--- TASK DIRECTIONS ---
Please give the records below again in full, exactly, with the images left out.

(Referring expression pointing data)
-------

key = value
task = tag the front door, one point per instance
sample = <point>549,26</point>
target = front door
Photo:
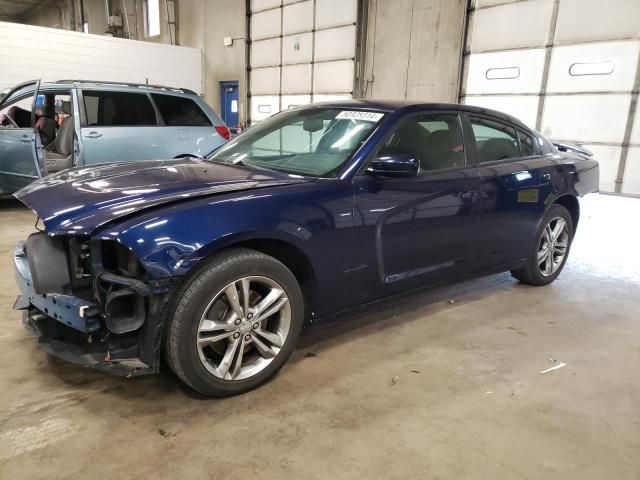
<point>229,103</point>
<point>418,231</point>
<point>19,143</point>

-------

--- RESULT BELOW ---
key = value
task = tag the front door, one point per instance
sample = <point>549,26</point>
target = front door
Photo:
<point>229,103</point>
<point>418,231</point>
<point>19,143</point>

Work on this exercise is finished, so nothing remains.